_Records_:
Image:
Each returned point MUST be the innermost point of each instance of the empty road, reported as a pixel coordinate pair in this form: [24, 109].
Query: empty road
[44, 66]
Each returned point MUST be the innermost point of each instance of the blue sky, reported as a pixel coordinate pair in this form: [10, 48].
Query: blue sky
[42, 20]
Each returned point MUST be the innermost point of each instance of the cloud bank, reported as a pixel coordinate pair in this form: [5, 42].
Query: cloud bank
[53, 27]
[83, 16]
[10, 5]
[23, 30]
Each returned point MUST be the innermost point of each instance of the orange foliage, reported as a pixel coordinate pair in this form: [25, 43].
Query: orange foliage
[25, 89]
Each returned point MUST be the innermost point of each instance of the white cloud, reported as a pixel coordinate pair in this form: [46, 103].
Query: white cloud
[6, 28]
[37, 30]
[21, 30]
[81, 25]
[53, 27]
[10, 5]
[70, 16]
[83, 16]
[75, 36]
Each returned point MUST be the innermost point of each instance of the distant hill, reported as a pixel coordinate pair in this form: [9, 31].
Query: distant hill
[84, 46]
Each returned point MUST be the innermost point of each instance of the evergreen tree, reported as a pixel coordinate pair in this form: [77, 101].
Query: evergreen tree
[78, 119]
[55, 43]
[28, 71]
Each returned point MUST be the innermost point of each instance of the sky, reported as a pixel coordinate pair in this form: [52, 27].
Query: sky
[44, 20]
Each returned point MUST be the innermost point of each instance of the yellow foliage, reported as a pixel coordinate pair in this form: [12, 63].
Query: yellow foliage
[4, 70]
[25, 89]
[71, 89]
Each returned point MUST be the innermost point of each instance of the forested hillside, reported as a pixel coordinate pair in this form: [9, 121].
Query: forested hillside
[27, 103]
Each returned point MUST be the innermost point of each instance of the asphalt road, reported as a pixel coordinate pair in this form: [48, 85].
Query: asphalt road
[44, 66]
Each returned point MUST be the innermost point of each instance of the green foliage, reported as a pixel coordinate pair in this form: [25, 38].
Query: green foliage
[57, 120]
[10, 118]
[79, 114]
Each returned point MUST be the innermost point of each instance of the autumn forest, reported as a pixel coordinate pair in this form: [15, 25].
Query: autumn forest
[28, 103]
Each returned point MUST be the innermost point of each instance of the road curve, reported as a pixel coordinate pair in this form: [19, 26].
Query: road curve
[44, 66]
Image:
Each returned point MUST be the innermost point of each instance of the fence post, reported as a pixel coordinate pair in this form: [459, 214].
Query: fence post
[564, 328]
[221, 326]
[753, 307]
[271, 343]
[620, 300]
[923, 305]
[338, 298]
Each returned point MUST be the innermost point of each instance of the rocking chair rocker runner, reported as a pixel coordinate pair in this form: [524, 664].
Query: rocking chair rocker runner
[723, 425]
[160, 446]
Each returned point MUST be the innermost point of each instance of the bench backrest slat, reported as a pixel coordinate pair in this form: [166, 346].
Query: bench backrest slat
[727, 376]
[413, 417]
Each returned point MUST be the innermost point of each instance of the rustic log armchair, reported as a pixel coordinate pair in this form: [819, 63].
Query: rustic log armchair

* * *

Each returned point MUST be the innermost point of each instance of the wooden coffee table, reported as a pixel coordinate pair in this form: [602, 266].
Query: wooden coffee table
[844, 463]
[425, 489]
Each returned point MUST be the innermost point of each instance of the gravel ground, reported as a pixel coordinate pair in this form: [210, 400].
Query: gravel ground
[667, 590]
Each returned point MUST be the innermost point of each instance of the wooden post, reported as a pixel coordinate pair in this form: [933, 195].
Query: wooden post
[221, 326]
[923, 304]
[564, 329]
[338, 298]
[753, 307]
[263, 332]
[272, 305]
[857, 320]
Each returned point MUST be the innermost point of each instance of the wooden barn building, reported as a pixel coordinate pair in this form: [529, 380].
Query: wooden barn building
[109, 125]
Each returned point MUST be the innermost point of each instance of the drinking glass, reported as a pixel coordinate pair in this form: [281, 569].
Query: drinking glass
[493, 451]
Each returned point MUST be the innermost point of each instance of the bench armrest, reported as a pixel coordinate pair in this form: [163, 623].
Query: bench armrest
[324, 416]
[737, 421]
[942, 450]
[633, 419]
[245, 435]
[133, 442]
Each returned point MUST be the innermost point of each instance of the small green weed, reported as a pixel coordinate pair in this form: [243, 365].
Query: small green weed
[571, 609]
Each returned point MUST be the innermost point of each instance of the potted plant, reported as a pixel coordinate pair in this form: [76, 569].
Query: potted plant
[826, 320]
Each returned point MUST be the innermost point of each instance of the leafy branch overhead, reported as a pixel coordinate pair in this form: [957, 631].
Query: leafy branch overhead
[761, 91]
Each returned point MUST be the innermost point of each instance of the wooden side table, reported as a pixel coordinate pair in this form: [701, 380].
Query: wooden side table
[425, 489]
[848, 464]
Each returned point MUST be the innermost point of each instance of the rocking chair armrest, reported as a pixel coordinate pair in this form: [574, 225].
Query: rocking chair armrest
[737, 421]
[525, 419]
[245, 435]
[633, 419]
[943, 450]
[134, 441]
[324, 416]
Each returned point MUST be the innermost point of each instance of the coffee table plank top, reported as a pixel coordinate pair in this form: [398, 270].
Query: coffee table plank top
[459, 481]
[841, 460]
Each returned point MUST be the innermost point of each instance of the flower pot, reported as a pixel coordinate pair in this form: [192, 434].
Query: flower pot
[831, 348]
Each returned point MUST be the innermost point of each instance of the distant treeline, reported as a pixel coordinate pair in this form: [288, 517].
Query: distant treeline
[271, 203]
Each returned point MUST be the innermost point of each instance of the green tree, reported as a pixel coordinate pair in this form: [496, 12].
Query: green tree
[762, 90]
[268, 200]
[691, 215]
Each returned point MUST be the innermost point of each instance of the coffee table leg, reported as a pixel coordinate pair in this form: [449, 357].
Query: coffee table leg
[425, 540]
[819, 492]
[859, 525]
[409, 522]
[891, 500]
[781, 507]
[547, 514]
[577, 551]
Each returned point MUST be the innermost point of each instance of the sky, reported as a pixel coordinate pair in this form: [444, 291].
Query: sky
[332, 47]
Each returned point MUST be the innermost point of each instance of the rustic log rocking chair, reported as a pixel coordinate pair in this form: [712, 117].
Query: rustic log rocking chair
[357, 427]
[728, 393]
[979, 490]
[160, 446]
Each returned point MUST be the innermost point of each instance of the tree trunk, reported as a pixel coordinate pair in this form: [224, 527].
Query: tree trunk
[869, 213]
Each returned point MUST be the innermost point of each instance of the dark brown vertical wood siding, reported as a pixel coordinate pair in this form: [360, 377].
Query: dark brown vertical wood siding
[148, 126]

_Exercise aim_: Select every line in the entries above that contains the word "plant", and copy each one.

_Reply to the exercise_:
Each returned point MUST be the innermost point of each instance of the potted plant, reported as a pixel coordinate pair in this form: [76, 569].
Query: potted plant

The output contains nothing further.